- _Work task_
Please retype every entry below, keeping it exactly the same.

- _Source information_
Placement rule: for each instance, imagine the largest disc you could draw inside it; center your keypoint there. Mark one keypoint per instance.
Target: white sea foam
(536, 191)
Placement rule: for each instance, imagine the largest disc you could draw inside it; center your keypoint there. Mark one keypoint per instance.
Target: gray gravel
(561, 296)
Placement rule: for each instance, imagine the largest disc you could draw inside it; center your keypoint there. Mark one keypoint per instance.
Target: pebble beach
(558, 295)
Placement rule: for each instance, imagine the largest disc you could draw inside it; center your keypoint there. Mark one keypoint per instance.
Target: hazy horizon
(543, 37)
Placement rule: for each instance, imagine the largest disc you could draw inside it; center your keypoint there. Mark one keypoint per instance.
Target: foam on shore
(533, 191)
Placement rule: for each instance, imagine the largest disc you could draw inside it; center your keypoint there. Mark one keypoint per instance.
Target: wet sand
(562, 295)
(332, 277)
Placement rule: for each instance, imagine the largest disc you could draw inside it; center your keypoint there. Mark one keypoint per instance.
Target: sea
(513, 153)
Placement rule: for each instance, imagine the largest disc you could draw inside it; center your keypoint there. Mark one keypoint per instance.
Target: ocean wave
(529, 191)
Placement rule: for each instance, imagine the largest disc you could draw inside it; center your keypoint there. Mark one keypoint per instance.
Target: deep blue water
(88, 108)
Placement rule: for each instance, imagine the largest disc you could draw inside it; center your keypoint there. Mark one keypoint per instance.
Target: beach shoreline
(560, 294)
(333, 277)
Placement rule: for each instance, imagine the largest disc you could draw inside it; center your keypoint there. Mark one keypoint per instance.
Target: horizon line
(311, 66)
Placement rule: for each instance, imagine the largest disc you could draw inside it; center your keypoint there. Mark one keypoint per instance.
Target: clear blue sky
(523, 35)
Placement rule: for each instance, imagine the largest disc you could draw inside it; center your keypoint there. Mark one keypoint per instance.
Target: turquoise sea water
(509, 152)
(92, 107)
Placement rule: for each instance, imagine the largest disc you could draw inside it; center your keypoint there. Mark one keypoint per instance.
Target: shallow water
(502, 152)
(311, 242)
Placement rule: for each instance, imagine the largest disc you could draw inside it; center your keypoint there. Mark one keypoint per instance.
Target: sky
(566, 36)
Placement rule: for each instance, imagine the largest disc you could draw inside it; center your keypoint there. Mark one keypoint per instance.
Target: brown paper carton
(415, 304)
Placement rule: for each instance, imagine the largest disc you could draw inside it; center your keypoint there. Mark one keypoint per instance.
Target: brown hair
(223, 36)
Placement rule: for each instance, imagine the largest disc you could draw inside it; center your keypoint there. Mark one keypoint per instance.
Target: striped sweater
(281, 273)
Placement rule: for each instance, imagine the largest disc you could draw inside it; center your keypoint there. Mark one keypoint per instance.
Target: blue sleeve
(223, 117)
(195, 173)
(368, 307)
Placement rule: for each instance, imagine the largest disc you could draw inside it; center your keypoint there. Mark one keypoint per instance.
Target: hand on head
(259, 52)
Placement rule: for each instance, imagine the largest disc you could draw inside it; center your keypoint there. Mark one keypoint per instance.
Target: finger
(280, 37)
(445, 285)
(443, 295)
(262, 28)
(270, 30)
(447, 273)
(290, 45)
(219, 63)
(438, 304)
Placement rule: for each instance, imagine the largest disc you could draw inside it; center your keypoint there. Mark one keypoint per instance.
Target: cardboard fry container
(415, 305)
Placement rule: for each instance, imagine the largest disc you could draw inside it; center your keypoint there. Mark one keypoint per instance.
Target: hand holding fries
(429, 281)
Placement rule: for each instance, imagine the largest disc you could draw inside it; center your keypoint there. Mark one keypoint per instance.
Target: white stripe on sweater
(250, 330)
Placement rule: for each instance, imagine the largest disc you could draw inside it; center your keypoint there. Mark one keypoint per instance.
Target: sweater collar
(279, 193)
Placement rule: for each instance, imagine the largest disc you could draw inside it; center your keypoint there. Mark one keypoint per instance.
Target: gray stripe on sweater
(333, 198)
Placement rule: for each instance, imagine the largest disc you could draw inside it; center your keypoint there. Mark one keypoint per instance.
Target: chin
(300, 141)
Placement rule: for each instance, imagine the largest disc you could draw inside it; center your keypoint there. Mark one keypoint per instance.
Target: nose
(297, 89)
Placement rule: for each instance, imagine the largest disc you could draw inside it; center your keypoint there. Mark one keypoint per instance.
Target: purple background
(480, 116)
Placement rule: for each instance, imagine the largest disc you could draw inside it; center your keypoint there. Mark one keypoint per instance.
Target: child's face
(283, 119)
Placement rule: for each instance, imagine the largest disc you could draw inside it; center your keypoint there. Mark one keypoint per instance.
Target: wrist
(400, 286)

- _Solution for this exercise_
Placement rule: for each instance, imagine the largest disc you could draw inside it; center your keypoint there. Mark one keypoint per instance.
Target: white sea foam
(536, 191)
Placement rule: for each instance, imagine the largest disc you could draw inside it; center your keypoint there. Mark one keypoint per instance.
Target: gray gravel
(561, 296)
Placement rule: for each instance, imagine the largest disc you could draw inside it; center your keypoint there. Mark one keypoint per instance.
Target: pebble beach
(558, 295)
Placement rule: for each instance, imagine the largest disc you could draw inside it; center your keypoint there. Mark one keypoint per instance.
Target: hazy horizon
(543, 37)
Placement rule: for each instance, imagine the largest disc you could draw inside it; center your keypoint there. Mark one keypoint per instance.
Target: foam on shore
(533, 191)
Placement rule: for each instance, imagine the largest disc you could draw inside it; center your keypoint there. Mark one keypoint per instance.
Target: wet sand
(562, 295)
(332, 277)
Placement rule: for each instance, imagine the largest disc you could draw inside it; center your keypoint there. Mark one keypoint per instance.
Target: sea
(513, 153)
Placement rule: for each instance, imagine the largest disc you could draw inside it; center your keypoint there. Mark one keypoint per instance.
Target: ocean wave
(529, 191)
Placement rule: for each instance, imagine the largest disc you could draw inside it; center your keypoint there. Mark one keypoint per instance.
Target: deep blue water
(88, 108)
Placement rule: for each instance, imagine the largest disc you could draw inside it; center your keypoint there. Mark one keypoint per instance.
Target: beach shoreline
(560, 294)
(333, 277)
Placement rule: for each instance, imagine the largest disc you could draw inside it; center your keypoint there. Mark one keypoint per instance.
Target: horizon line
(311, 66)
Placement rule: for each instance, imagine the largest disc you could draw inside it; center your keypoint there. Mark one keypoint per instance.
Target: clear blue sky
(523, 35)
Placement rule: for each instance, imagine the largest disc you could draw inside it; center your keypoint there. Mark one keypoint per instance.
Target: turquoise sea water
(509, 152)
(92, 107)
Placement rule: for each instance, imagine the largest disc you could draw inside it; center your keypoint there. Mark one keypoint per instance.
Target: shallow water
(502, 152)
(311, 242)
Placement rule: for each instance, imagine the largest disc you could draw inside it; center your keypoint there. Mark one keypoint per instance.
Target: sky
(566, 36)
Placement rule: for each instance, imagine the largest disc you could draw inside it; center your keypoint there. Mark one keypoint per instance.
Target: brown paper carton
(415, 304)
Placement rule: for each instance, imagine the largest disc you could draw inside it; center your keypoint there. Mark one keypoint per instance.
Target: brown hair
(223, 36)
Placement rule: for each instance, imagine the largest disc you could draw inside it; center your keypoint there. Mark one keypoint per instance.
Target: striped sweater
(281, 273)
Placement rule: for each instance, imagine the largest disc you could draw inside it; center your keypoint there. Mark one keypoint per instance.
Target: blue sleeve
(223, 117)
(195, 173)
(368, 307)
Placement rule: for each instance, imagine the largest disc you could draw inside it; center your keypoint there. Mark one keypoint per instance.
Target: hand on head
(259, 52)
Placement rule: for each instance, imagine the largest disc you could draw inside it; center your keypoint there. Mark one keypoint per instance.
Target: finger
(280, 37)
(445, 285)
(443, 295)
(262, 28)
(270, 30)
(447, 273)
(290, 45)
(219, 63)
(438, 304)
Placement rule: for each instance, imagine the largest disc you could draw inside it; center your keypoint there. Mark one keypoint per instance.
Target: cardboard fry container
(415, 305)
Placement rule: for each instance, imagine the largest disc you could draw inside it; center your keypoint there. Mark one keypoint per instance.
Target: hand holding fries
(429, 281)
Placement rule: for each instance, imagine the largest disc you could draw inside it; center your keypoint there. Mark one keypoint per instance.
Target: white stripe on sweater
(250, 330)
Placement rule: for each instance, imagine the largest disc you could draw inside it; center your keypoint there. Mark one keypoint per instance.
Target: sweater collar
(279, 193)
Placement rule: for each instance, imagine the largest disc you could draw inside it; center your keypoint there. Mark one keypoint per instance.
Target: gray stripe on sweater
(333, 198)
Placement rule: for each instance, imagine the largest disc you could draw inside it; center your keypoint there. Mark one keypoint per instance.
Target: chin
(300, 141)
Placement rule: for each instance, imagine the largest disc you could draw inside it; center your keypoint there. Mark one keypoint per instance.
Target: nose
(297, 89)
Placement rule: for each instance, imagine the largest disc you could draw inside it; center your keypoint there. Mark one keypoint per instance.
Target: purple background
(480, 116)
Placement rule: for each instance, imagine the largest disc you could draw inside it; center your keypoint there. Mark one keypoint per instance.
Target: child's face
(283, 119)
Placement rule: for each instance, imagine the largest disc you could draw inside it; center your keypoint there. Mark one keypoint per instance.
Target: wrist
(400, 286)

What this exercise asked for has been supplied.